__TO DO__
Gather the lines below that include the string "instance", copying each in full.

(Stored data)
◆ ◆ ◆ ◆ ◆

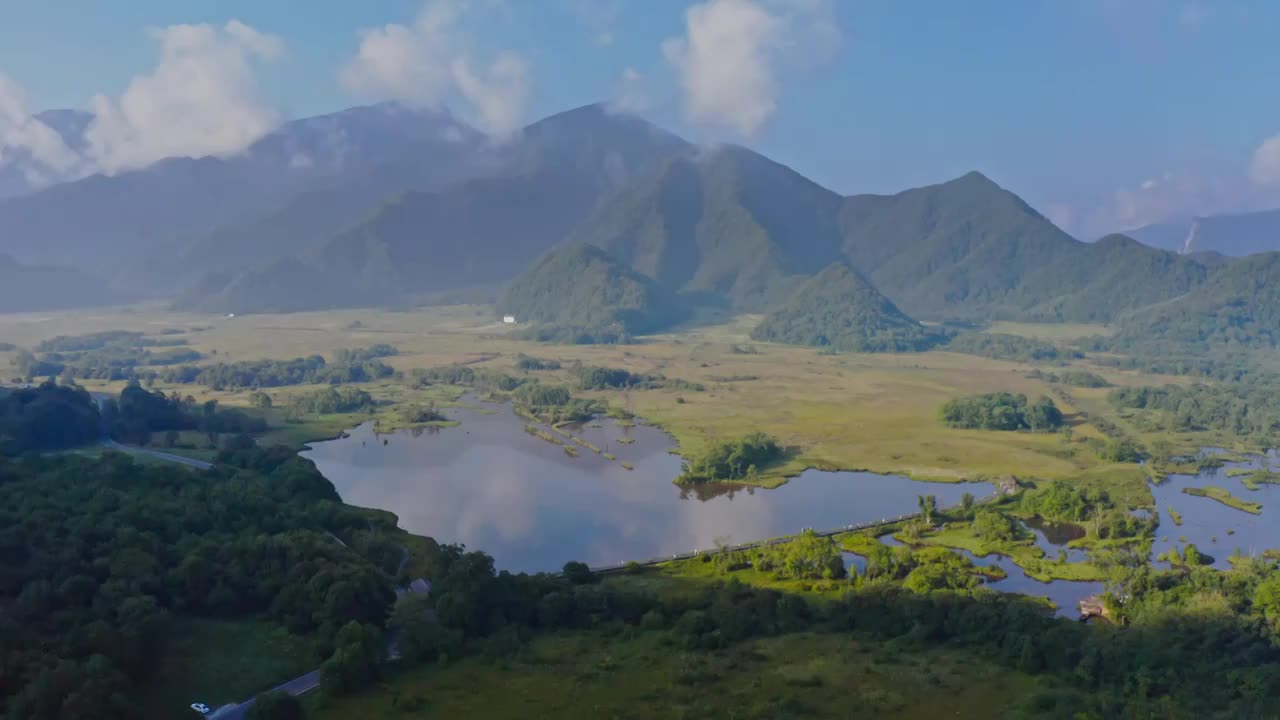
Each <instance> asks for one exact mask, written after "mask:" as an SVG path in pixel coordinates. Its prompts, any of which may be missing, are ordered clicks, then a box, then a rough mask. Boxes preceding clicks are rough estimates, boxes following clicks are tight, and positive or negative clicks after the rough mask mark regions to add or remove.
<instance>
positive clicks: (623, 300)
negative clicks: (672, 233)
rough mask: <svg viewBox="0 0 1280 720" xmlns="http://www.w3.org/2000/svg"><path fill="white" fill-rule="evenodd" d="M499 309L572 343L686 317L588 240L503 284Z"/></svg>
mask: <svg viewBox="0 0 1280 720" xmlns="http://www.w3.org/2000/svg"><path fill="white" fill-rule="evenodd" d="M498 310H499V311H500V313H503V314H506V315H515V316H516V320H517V322H520V323H532V324H534V328H532V333H534V336H535V337H539V338H547V340H552V338H556V340H571V341H575V342H600V341H617V340H622V338H623V337H625V336H634V334H641V333H650V332H655V331H660V329H664V328H667V327H669V325H672V324H675V323H678V322H680V320H682V319H684V318H685V307H684V305H682V304H681V302H680V301H678V300H677V299H676V297H675V296H673V295H672V293H671V292H669V291H667V290H666V288H662V287H659V286H658V284H657V283H654V282H653V281H652V279H649V278H646V277H644V275H641V274H639V273H636V272H635V270H632V269H631V268H627V266H626V265H623V264H621V263H618V261H617V260H614V259H613V258H611V256H609V255H608V254H607V252H604V251H603V250H600V249H599V247H593V246H589V245H567V246H562V247H557V249H556V250H552V251H550V252H548V254H545V255H544V256H543V258H541V259H539V260H538V263H535V264H534V266H532V268H530V269H529V270H527V272H525V273H524V274H521V275H520V277H518V278H517V279H516V281H515V282H513V283H512V284H511V287H508V288H507V292H506V293H504V295H503V297H502V300H500V301H499V302H498Z"/></svg>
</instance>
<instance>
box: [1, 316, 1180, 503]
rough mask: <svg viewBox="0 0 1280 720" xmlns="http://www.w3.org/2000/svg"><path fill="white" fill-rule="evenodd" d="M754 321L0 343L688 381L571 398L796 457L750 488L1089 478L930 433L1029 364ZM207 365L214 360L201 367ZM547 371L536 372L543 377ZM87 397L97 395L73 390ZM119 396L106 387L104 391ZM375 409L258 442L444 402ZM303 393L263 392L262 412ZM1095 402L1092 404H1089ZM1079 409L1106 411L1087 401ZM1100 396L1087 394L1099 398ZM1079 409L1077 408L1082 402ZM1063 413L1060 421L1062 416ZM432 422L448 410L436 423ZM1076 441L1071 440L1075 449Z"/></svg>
mask: <svg viewBox="0 0 1280 720" xmlns="http://www.w3.org/2000/svg"><path fill="white" fill-rule="evenodd" d="M755 320H756V318H754V316H740V318H733V319H731V320H728V322H726V323H723V324H718V325H701V327H691V328H686V329H685V331H684V332H681V333H675V334H663V336H654V337H650V338H644V341H643V342H640V343H637V345H630V346H547V345H535V343H529V342H522V341H515V340H509V338H508V337H507V332H508V331H507V328H504V327H502V325H500V324H495V323H494V322H493V318H492V315H490V314H489V311H488V310H486V309H484V307H475V306H454V307H435V309H429V310H422V311H412V313H378V311H371V310H369V311H356V310H352V311H334V313H300V314H289V315H250V316H241V318H234V319H227V318H210V316H205V315H183V314H168V313H101V314H87V315H84V314H41V315H8V316H3V318H0V336H3V337H5V338H13V340H14V341H17V342H19V343H23V345H33V343H36V342H38V341H40V340H45V338H49V337H52V336H58V334H77V333H84V332H91V331H100V329H104V328H113V329H138V331H148V332H159V331H160V329H164V328H182V329H187V331H189V332H188V333H187V336H186V337H187V338H188V340H189V342H191V346H192V347H193V348H195V350H198V351H200V352H202V354H205V355H206V356H207V360H206V361H224V360H252V359H264V357H265V359H288V357H296V356H303V355H310V354H325V355H328V354H332V352H333V351H334V350H337V348H342V347H357V346H365V345H371V343H375V342H385V343H389V345H393V346H396V347H398V348H399V350H401V355H398V356H394V357H390V359H388V363H389V364H390V365H393V366H394V368H397V369H401V370H408V369H412V368H428V366H439V365H448V364H453V363H465V364H468V365H472V366H476V368H494V369H502V370H506V372H512V368H513V363H515V359H516V356H517V355H518V354H521V352H527V354H531V355H538V356H540V357H548V359H554V360H559V361H561V363H563V364H564V365H568V364H571V363H573V361H581V363H585V364H593V365H605V366H616V368H625V369H627V370H631V372H640V373H662V374H664V375H667V377H669V378H678V379H682V380H689V382H698V383H703V384H704V386H705V387H707V389H705V392H690V391H672V389H649V391H626V392H622V391H603V392H591V393H585V395H588V396H591V397H596V398H600V400H604V401H607V402H609V404H611V405H614V406H620V407H625V409H627V410H630V411H632V413H635V414H637V415H640V416H643V418H645V419H648V420H649V421H652V423H655V424H658V425H660V427H663V428H664V429H667V430H668V432H671V433H672V434H673V436H675V437H676V439H677V441H678V443H680V450H681V452H698V451H699V450H700V448H701V447H703V446H705V445H707V443H708V442H710V441H714V439H724V438H733V437H737V436H741V434H745V433H748V432H751V430H762V432H765V433H769V434H773V436H774V437H777V438H778V439H780V441H781V442H782V443H783V445H787V446H792V447H795V448H797V451H799V452H797V454H796V455H795V457H794V460H792V461H791V462H788V464H787V465H786V466H782V468H778V469H774V470H773V471H772V473H769V474H765V477H764V478H763V484H771V483H772V484H776V483H778V482H781V480H782V478H783V477H785V475H788V474H795V473H799V471H800V470H803V469H805V468H810V466H813V468H823V469H847V470H872V471H877V473H902V474H908V475H911V477H915V478H920V479H933V480H959V479H972V478H980V477H998V475H1006V474H1014V475H1034V477H1042V478H1070V477H1074V475H1076V474H1079V473H1082V471H1084V470H1089V469H1092V468H1093V466H1096V465H1097V460H1096V459H1094V457H1093V455H1092V454H1089V452H1087V451H1084V450H1083V448H1080V447H1076V445H1078V443H1068V442H1064V438H1061V437H1059V436H1056V434H1033V433H991V432H982V430H960V429H950V428H946V427H943V425H942V424H941V423H940V421H938V419H937V411H938V407H940V406H941V405H942V404H943V402H945V401H946V400H948V398H951V397H955V396H960V395H970V393H980V392H993V391H1010V392H1024V393H1028V395H1041V393H1047V392H1048V391H1050V386H1048V384H1047V383H1044V382H1042V380H1036V379H1029V378H1027V377H1025V372H1027V370H1029V369H1030V366H1028V365H1020V364H1015V363H1005V361H998V360H989V359H984V357H977V356H969V355H957V354H948V352H927V354H900V355H854V354H850V355H823V354H819V352H817V351H815V350H813V348H805V347H792V346H778V345H768V343H753V342H750V341H749V338H748V333H749V332H750V327H751V323H753V322H755ZM215 352H216V355H214V354H215ZM566 373H567V370H562V372H559V373H540V374H539V377H544V378H549V379H554V378H556V377H564V375H566ZM1101 373H1102V374H1105V375H1106V377H1107V379H1108V380H1111V382H1114V383H1116V384H1132V383H1147V382H1164V380H1165V378H1152V377H1144V375H1139V374H1134V373H1119V372H1115V370H1101ZM86 384H90V386H93V387H102V388H109V387H110V386H106V384H101V383H92V382H88V383H86ZM116 386H118V383H116ZM361 387H362V388H364V389H366V391H367V392H370V393H371V395H374V397H375V398H376V400H380V401H383V404H384V405H383V406H381V407H380V409H379V413H378V414H376V415H371V416H347V415H343V416H326V418H308V419H307V420H306V421H305V423H296V424H279V423H278V425H279V429H278V430H275V432H273V434H270V436H269V437H268V441H278V442H288V443H294V445H297V443H301V442H305V441H307V439H317V438H324V437H333V436H335V434H337V433H338V432H339V430H340V429H343V428H344V427H349V425H355V424H357V423H358V421H362V420H365V419H372V418H376V419H378V420H379V423H380V427H383V428H384V429H390V428H394V427H399V425H401V424H403V423H401V421H398V418H397V414H398V410H397V406H403V405H408V404H419V402H426V401H434V402H436V404H440V405H444V406H445V407H447V405H448V404H449V402H453V401H456V400H457V397H458V392H460V391H458V389H457V388H439V387H430V388H425V389H415V388H407V387H404V386H403V384H401V383H394V382H376V383H367V384H362V386H361ZM165 389H180V391H182V392H184V393H188V392H189V393H192V395H195V396H196V397H197V398H198V400H219V401H220V402H221V404H224V405H247V402H248V392H247V391H246V392H212V391H201V388H197V387H195V386H174V387H169V388H165ZM310 389H314V388H308V387H291V388H271V389H269V391H268V392H269V395H271V397H273V400H274V401H275V405H276V406H278V407H279V406H283V405H285V404H288V401H289V398H291V397H292V396H294V395H297V393H302V392H307V391H310ZM1102 392H1103V393H1105V391H1102ZM1076 395H1078V396H1080V397H1082V398H1085V397H1088V402H1089V404H1091V407H1089V411H1091V414H1094V413H1108V410H1107V409H1106V407H1100V406H1098V405H1105V402H1098V401H1094V400H1093V398H1092V397H1091V396H1089V393H1087V392H1083V391H1080V392H1076ZM1098 397H1100V398H1101V397H1102V396H1098ZM1082 401H1084V400H1082ZM1065 410H1068V411H1074V409H1071V407H1066V409H1065ZM445 413H447V410H445ZM1087 437H1091V430H1089V428H1088V427H1082V428H1079V433H1078V434H1076V439H1078V441H1079V439H1084V438H1087Z"/></svg>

◆ ◆ ◆ ◆ ◆

__YOUR RESPONSE__
Each <instance> asks for one exact mask, written after "mask:" as an SVG path in pixel coordinates. Its prompts, any of which may be missing, are ordered clicks, then a box, then a rough mask. Boxes preceding clicks are rough estimates, boxes following clicks are tight, and positive or negative clicks after the rough mask mark regions to add or remove.
<instance>
</instance>
<instance>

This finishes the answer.